EXERCISE OBJECTIVE:
Look below for the line containing "the white shirt, pixel". Output it and each remaining line of the entries exactly, and nothing else.

╭─ EXTRACTED MATERIAL

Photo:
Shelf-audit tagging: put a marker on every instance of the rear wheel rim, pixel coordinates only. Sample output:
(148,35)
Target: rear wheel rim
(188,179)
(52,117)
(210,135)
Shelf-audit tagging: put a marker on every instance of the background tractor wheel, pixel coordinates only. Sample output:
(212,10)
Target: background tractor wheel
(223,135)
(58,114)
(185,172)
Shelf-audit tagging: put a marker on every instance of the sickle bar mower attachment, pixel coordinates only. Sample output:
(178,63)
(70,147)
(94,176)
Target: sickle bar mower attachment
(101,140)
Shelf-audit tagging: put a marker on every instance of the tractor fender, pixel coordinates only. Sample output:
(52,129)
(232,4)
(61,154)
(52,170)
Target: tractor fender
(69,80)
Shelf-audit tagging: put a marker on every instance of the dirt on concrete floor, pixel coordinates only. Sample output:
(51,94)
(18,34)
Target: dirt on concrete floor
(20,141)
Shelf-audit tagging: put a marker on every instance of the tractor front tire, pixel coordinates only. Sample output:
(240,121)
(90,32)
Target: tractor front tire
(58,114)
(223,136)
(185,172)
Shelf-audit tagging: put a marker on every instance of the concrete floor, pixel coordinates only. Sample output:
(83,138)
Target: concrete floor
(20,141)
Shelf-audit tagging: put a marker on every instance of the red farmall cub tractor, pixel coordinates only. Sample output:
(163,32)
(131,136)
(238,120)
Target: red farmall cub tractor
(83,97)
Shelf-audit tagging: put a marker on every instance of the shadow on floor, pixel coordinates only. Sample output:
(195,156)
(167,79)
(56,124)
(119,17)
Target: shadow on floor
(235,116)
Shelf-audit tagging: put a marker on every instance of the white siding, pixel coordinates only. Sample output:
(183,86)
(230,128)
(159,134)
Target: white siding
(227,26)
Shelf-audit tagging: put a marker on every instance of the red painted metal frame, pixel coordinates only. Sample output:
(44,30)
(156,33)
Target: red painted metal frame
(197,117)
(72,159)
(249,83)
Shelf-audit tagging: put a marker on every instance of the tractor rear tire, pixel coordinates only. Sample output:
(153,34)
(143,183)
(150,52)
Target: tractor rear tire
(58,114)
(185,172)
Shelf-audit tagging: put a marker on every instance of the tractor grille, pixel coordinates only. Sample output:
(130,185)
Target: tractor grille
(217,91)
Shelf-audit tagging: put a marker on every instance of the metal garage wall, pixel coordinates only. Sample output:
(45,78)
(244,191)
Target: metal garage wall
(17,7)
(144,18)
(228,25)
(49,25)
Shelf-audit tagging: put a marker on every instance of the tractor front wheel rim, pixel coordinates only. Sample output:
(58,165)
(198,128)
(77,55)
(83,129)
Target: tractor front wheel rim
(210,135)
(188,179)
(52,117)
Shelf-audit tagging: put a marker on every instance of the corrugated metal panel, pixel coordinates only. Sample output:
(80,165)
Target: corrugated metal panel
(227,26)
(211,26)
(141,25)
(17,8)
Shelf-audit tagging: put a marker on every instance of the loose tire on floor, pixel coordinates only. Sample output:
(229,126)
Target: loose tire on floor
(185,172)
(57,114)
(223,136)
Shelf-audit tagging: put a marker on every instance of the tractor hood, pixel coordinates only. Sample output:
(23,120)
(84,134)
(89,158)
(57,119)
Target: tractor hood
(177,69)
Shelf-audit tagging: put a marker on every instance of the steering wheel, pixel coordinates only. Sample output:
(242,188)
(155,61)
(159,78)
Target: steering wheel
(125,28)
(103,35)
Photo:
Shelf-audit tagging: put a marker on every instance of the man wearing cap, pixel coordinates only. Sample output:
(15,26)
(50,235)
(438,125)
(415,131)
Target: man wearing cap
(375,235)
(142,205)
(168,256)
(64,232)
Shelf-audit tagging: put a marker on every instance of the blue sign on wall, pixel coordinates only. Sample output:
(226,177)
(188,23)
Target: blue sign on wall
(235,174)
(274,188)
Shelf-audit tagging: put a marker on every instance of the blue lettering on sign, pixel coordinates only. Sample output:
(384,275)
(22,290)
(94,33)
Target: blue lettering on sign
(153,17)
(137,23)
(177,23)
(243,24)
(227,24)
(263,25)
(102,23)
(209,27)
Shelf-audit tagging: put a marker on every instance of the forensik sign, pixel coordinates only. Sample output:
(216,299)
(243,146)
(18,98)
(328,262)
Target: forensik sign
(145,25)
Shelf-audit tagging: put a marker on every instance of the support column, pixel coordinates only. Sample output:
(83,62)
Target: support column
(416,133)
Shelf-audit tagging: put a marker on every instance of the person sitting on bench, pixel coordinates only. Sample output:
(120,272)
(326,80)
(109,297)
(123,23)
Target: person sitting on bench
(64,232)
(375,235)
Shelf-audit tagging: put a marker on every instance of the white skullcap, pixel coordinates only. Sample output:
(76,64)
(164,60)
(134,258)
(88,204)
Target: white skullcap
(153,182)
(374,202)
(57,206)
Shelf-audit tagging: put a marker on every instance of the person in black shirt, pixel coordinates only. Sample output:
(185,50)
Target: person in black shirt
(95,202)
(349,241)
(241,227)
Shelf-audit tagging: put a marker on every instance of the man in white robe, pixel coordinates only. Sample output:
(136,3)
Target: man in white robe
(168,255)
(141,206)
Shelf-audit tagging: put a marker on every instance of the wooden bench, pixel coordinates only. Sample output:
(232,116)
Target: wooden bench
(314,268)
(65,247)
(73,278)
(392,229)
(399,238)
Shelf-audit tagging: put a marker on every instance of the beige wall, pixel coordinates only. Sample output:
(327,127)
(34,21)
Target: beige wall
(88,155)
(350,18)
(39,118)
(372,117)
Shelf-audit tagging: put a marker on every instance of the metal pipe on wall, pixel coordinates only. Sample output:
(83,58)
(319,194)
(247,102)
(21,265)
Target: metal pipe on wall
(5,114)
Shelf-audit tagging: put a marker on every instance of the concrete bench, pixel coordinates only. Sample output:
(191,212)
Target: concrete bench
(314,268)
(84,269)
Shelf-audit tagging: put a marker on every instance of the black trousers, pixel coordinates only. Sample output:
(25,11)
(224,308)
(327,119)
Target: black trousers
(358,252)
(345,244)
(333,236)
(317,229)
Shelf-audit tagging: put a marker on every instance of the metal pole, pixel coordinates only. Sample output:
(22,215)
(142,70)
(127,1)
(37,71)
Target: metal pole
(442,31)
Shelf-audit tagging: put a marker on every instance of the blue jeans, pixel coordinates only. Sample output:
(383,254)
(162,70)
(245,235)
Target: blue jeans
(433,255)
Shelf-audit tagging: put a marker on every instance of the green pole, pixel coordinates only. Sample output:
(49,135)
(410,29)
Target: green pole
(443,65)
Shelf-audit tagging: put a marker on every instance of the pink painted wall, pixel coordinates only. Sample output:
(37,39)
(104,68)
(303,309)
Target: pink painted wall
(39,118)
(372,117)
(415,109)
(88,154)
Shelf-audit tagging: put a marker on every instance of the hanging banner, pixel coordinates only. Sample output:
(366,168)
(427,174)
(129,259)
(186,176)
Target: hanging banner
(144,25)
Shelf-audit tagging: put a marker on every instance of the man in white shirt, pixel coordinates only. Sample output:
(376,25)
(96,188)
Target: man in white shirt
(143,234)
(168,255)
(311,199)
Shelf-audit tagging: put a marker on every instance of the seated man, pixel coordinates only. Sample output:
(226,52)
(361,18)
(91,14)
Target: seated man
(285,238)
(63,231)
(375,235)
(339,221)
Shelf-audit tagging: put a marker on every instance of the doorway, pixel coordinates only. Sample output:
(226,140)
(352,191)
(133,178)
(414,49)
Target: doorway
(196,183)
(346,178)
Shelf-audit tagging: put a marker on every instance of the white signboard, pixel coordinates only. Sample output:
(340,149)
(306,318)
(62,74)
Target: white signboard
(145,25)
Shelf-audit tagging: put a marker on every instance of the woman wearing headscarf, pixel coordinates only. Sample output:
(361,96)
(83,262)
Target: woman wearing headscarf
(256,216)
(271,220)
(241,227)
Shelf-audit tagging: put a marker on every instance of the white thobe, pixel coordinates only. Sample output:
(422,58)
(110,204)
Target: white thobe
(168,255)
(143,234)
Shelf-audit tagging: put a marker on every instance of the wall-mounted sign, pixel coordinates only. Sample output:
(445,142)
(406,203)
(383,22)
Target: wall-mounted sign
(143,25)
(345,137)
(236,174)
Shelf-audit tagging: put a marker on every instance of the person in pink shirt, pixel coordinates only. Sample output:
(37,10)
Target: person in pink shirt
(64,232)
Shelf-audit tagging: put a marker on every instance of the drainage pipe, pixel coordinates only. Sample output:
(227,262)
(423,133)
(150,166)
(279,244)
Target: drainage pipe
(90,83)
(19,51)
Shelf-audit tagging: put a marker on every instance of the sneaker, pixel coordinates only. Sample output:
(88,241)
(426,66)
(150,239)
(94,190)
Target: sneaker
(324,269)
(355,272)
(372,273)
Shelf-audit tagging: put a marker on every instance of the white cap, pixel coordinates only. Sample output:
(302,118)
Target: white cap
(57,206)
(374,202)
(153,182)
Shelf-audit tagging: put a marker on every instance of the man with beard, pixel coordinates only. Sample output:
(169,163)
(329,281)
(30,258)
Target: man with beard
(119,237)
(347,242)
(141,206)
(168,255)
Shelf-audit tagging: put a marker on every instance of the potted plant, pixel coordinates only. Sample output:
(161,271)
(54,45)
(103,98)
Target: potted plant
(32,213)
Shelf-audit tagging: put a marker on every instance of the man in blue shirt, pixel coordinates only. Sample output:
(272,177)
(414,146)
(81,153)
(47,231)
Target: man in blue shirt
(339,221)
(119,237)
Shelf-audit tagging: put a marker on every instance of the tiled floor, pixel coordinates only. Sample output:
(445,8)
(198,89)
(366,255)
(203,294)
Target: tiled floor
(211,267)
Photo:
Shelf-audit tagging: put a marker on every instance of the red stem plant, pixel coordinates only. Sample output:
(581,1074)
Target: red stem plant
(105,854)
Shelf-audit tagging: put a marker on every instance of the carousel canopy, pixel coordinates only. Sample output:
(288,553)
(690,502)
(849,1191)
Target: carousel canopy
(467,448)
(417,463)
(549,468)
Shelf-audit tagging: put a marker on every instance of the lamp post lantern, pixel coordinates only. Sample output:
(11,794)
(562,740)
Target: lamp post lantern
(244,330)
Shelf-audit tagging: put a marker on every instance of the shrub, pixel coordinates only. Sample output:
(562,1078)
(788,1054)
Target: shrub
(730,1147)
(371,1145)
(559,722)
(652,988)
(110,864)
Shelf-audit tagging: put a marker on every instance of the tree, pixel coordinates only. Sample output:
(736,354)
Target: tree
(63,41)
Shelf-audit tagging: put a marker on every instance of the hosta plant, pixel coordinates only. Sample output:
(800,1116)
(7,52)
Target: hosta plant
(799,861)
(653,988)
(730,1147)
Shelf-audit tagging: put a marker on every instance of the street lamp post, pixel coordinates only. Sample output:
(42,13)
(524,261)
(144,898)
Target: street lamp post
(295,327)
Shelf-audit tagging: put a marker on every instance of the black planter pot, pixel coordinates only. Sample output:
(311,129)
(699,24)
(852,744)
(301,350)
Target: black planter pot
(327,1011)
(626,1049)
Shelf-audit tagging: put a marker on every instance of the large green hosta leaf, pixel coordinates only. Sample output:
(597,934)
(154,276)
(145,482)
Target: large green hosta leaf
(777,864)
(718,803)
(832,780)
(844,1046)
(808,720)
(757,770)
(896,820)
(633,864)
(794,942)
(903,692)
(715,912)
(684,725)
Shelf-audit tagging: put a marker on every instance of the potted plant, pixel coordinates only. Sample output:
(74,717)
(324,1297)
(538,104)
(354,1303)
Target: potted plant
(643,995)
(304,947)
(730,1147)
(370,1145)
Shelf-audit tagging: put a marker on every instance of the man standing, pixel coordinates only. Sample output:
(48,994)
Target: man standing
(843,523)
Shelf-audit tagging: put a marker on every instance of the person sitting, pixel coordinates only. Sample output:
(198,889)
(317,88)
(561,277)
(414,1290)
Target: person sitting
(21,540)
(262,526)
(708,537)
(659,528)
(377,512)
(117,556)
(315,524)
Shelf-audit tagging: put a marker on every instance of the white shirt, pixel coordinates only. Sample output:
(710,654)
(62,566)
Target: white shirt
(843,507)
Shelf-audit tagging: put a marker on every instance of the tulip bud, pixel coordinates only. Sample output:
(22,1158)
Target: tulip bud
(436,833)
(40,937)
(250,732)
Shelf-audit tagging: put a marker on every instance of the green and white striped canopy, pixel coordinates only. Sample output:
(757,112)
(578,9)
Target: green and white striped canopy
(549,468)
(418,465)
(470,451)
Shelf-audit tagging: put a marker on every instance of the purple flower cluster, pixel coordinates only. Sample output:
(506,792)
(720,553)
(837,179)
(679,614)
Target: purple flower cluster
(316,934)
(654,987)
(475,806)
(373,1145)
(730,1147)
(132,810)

╰─

REPLY:
Shelf-audit tagging: put a marker on every instance of the white shirt, pixel coordinates only. Sample output:
(710,654)
(62,566)
Target: white shirt
(843,507)
Shelf-audit tagging: put a marker on every instance of the tulip bud, pixel coordinates only. Sample output:
(22,1158)
Target: tulip bud
(436,833)
(40,937)
(250,732)
Shelf-audit tagging: put a marker on every instance of the green and white striped canopy, pixel coordinates only. Sample output:
(757,112)
(578,9)
Target: green and white striped canopy
(549,468)
(418,465)
(470,451)
Shelf-audit tagging: put a marker on every instance of the purple flower cluster, pixel coordinates only. Sample output:
(506,792)
(720,553)
(837,179)
(679,614)
Target: purple flower cluster
(316,934)
(654,987)
(475,806)
(373,1145)
(730,1147)
(132,810)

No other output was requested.